Data extracted from a collection:
* Start *

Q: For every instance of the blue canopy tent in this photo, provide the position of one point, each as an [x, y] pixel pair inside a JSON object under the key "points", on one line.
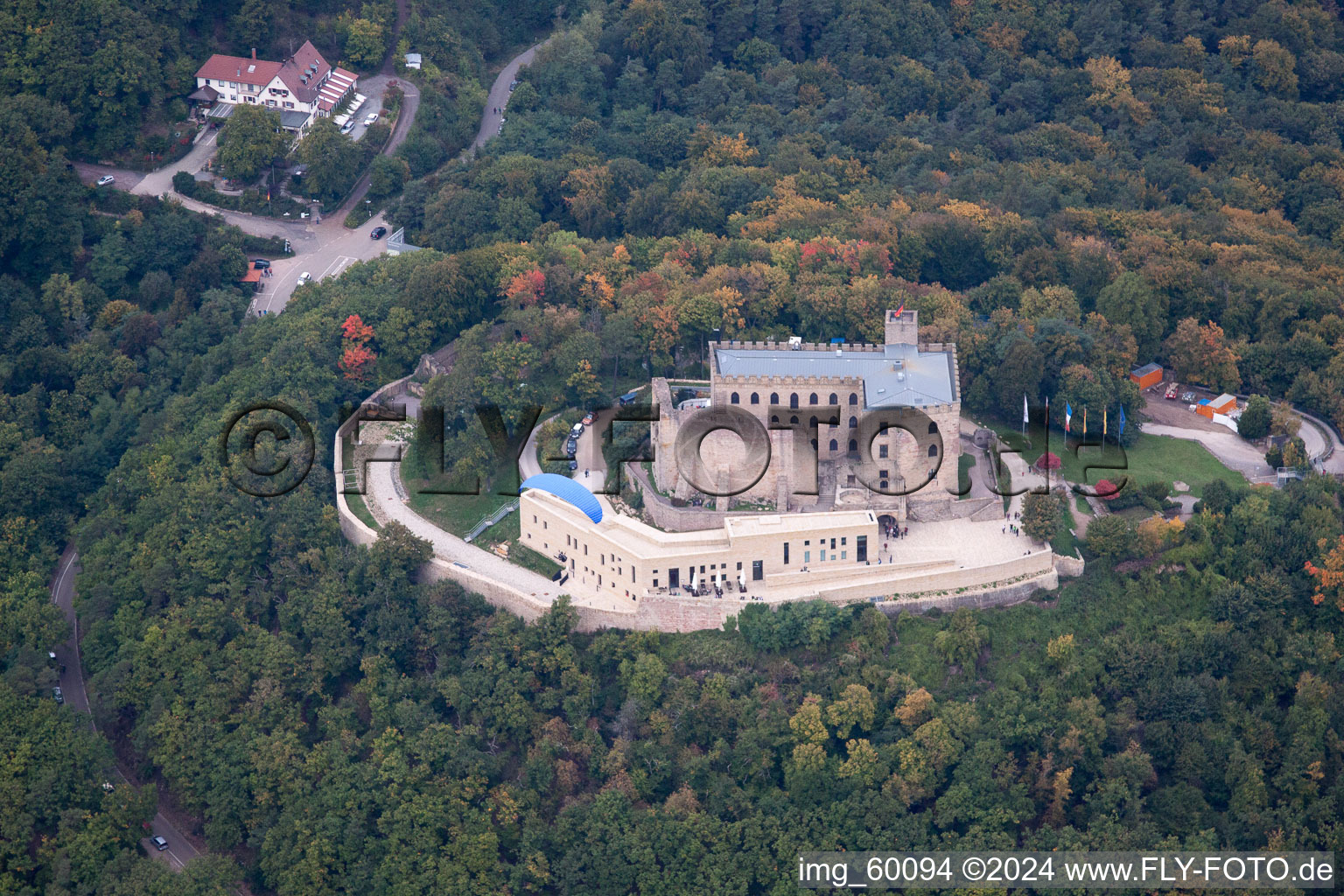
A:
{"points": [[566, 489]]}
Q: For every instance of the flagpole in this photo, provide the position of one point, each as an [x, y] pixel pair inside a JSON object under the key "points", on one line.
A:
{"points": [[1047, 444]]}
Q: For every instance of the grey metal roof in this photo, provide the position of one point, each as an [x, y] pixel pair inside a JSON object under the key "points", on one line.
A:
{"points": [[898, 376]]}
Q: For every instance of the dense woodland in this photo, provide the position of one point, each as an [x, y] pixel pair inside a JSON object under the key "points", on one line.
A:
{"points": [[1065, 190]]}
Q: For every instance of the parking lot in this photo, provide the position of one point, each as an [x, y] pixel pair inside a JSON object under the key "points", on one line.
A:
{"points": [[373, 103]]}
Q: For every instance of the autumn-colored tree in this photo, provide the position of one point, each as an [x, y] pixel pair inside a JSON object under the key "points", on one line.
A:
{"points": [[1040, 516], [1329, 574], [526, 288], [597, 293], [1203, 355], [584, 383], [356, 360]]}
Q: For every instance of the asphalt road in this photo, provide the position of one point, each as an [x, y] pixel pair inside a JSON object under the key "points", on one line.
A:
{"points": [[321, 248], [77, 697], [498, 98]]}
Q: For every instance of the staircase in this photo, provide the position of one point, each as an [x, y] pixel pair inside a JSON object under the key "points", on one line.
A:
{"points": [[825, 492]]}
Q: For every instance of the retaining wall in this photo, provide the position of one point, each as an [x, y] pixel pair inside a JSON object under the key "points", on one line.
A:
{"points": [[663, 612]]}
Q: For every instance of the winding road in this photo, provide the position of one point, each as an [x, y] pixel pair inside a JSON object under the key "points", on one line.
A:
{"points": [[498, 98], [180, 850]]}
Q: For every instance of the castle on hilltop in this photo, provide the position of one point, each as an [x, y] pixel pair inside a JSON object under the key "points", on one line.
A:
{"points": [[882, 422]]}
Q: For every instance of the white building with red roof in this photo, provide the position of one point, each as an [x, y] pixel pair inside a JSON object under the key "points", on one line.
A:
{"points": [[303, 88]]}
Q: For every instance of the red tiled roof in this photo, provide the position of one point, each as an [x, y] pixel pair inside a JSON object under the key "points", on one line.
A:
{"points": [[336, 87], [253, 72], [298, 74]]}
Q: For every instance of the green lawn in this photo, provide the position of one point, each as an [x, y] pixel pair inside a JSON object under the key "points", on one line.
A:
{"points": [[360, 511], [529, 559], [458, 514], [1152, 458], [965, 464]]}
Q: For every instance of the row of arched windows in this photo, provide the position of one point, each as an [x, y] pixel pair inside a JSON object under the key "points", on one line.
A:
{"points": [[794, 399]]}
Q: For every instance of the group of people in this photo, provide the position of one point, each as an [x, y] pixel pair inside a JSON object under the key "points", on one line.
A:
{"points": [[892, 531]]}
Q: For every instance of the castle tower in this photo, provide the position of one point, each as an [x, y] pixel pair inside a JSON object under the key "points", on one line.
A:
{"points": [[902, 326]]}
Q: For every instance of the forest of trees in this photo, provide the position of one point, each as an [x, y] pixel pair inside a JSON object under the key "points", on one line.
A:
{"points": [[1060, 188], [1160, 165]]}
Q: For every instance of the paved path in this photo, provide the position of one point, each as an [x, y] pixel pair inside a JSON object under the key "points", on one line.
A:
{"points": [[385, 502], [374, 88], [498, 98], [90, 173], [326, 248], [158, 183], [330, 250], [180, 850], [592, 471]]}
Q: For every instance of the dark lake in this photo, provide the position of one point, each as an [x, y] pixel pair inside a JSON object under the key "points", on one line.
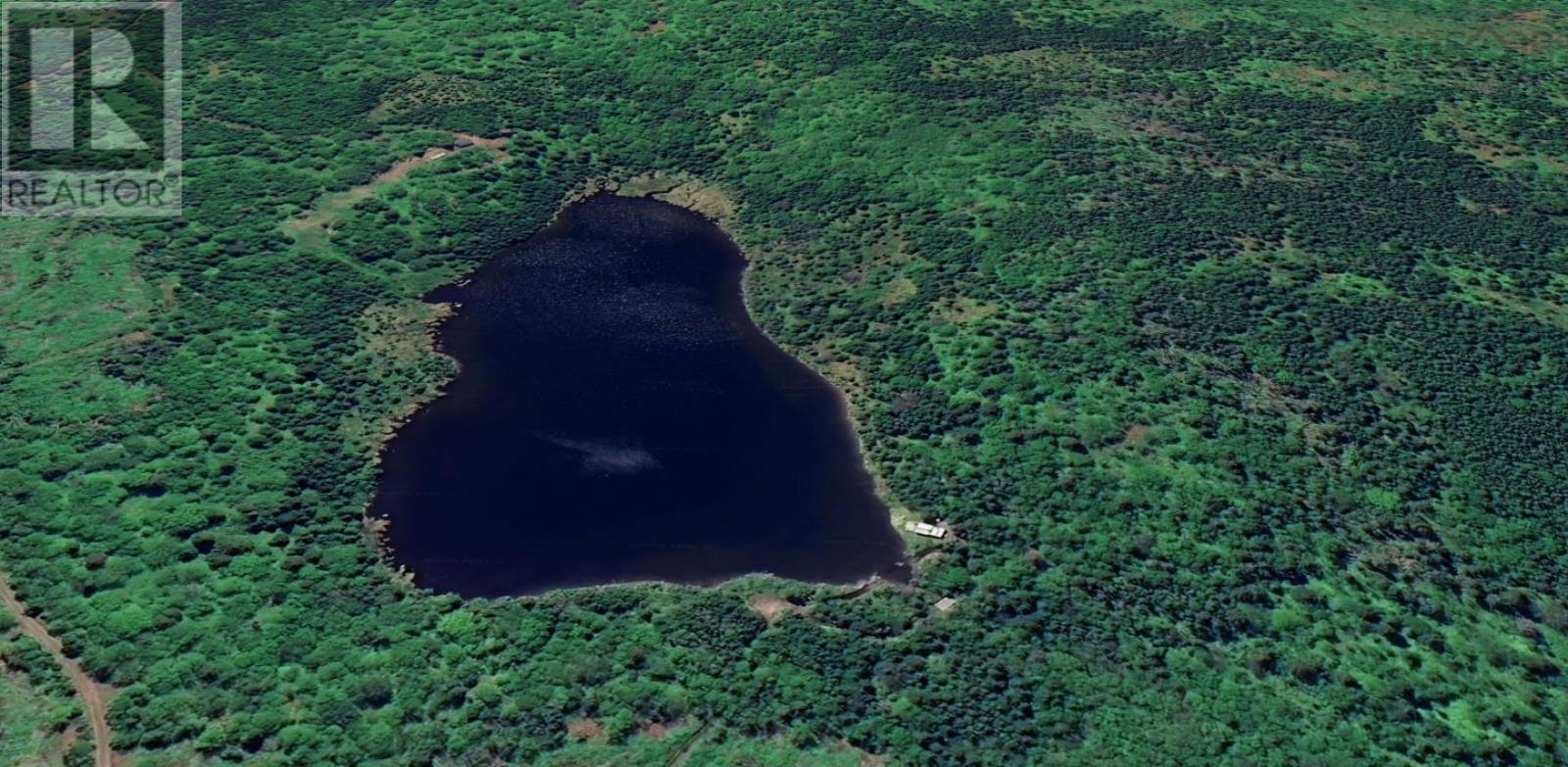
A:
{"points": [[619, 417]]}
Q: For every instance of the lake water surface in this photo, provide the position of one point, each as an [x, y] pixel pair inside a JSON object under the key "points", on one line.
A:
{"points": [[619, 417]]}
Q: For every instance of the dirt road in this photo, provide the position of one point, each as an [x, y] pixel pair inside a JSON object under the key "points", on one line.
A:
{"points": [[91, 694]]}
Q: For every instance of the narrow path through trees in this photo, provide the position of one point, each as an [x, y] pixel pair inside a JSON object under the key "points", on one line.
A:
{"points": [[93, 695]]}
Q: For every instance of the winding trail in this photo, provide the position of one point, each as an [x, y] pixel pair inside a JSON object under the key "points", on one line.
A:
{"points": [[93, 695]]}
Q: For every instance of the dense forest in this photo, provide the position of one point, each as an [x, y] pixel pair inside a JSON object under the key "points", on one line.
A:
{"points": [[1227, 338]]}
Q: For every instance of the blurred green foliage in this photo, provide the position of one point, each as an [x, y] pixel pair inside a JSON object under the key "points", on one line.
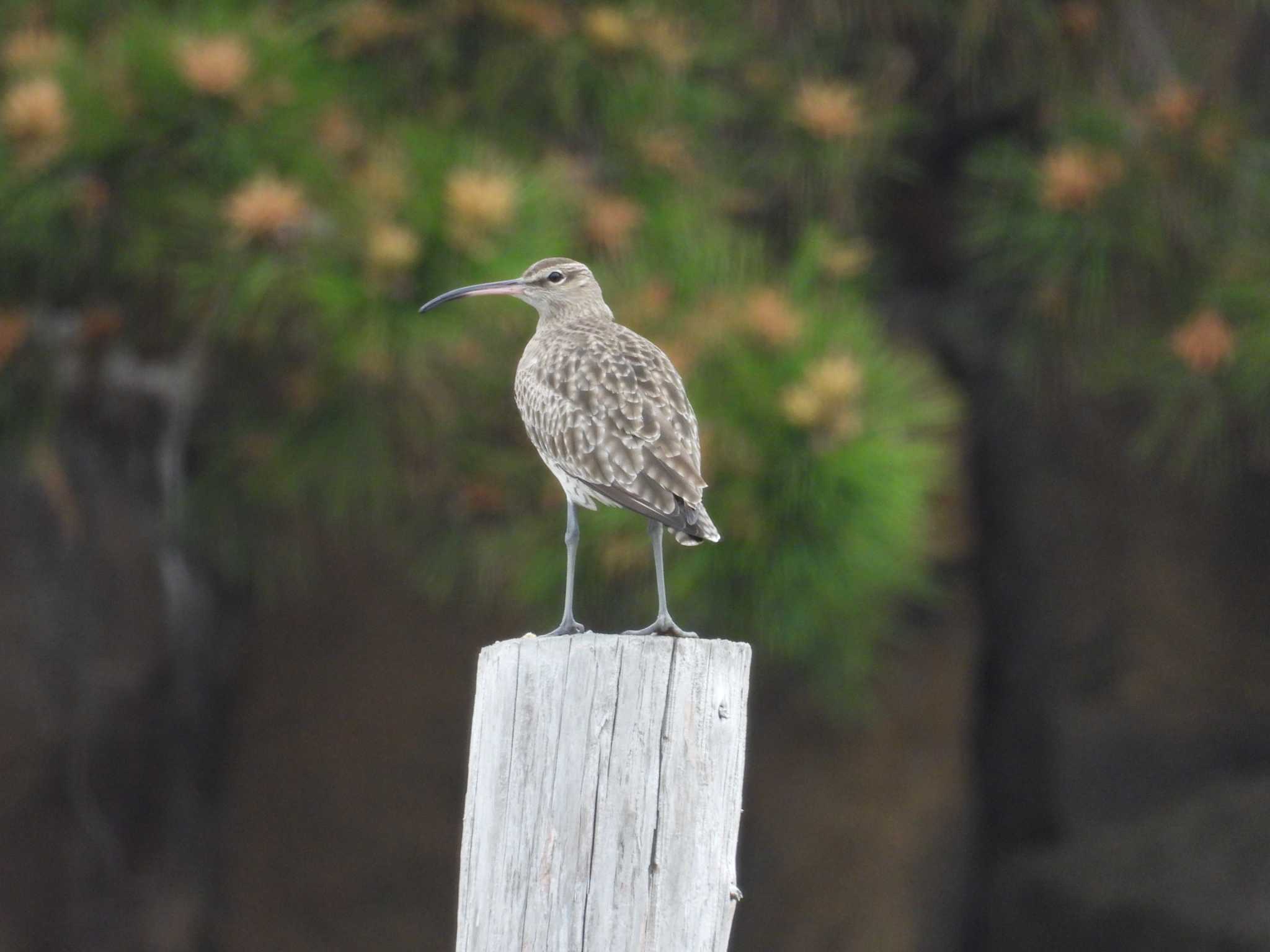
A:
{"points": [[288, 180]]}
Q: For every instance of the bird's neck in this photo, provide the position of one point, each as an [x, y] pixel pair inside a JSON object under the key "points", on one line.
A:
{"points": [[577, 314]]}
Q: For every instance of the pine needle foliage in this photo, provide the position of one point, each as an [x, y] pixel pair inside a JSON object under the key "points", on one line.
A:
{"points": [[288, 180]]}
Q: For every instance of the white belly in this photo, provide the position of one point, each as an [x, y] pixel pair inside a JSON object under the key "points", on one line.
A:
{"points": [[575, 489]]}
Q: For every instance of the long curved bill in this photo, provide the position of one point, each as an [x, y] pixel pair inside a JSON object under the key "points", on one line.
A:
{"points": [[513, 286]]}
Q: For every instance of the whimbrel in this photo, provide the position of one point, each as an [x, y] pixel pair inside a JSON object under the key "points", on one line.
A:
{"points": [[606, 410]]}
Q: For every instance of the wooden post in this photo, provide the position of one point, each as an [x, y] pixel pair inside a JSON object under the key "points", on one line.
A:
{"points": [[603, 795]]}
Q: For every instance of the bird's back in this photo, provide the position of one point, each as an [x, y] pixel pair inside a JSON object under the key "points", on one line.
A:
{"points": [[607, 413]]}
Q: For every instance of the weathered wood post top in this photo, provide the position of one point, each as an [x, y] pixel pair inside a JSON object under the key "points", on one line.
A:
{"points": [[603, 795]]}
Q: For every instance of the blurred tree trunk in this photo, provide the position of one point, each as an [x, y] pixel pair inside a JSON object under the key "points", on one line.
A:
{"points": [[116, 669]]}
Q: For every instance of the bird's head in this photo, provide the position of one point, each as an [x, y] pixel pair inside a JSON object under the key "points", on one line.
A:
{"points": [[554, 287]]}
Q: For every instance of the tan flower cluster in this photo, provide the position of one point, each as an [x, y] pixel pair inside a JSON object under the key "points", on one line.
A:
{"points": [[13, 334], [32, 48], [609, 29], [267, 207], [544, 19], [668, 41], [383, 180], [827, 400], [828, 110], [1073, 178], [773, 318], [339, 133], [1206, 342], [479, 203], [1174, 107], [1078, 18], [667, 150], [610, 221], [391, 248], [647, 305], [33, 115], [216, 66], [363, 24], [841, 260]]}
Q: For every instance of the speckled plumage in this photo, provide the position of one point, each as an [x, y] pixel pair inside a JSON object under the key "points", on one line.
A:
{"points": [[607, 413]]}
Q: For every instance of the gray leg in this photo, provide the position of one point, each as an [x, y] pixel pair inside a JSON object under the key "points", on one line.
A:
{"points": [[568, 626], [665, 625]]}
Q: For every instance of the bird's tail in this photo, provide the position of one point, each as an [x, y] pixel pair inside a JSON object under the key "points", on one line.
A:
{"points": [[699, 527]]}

* End *

EXERCISE GOAL: Write out exactly the lines of the entries above that run from the line containing "Q: For every instance of the weathered" through the last line, including both.

OUTPUT FOR THIS EXERCISE:
Q: For every instance of the weathered wood post top in this photo, provide the position of one point, each as an [x, y] pixel pair inside a JSON object under the key "points", on one line.
A:
{"points": [[603, 795]]}
Q: For every instance of the blurred tree trunk in this photo, provide the position of one point, each as an [x, y] pixel pair inside a JSON object under the key "points", on one line.
A:
{"points": [[116, 669]]}
Q: For every instance of the bird's head in this photo, provide the position of one point, each as an [x, y] pixel pair inside a JSON object under the key "points", on one line.
A:
{"points": [[554, 287]]}
Q: For every instance of the tan flower cluster in this photo, provide the position of one point, each as an [x, y] pixel pair inside a JSON object under the key "points", on one line.
A:
{"points": [[13, 334], [32, 48], [609, 29], [267, 207], [544, 19], [668, 41], [383, 180], [827, 400], [828, 110], [1073, 178], [773, 318], [339, 133], [1206, 342], [479, 203], [1174, 107], [1078, 18], [667, 150], [610, 221], [391, 248], [647, 305], [33, 115], [216, 66], [363, 24], [841, 260]]}
Q: For every instance of the speckled plumage in this photo, provide the position of one point, each as an [x, y] pixel pair inside a JSON object under the key "points", on one line.
A:
{"points": [[607, 413]]}
Q: For every instance of the gray leg in this photo, provide the position of one point, each as an [x, y] pixel pair inside a JSON object under the key "points", on one line.
A:
{"points": [[568, 626], [665, 625]]}
Q: For every instance of the bird's tail in this photo, provide the position of one point, each as an [x, y] pixel pair inside a JSON object under the key "points", on one line.
A:
{"points": [[699, 527]]}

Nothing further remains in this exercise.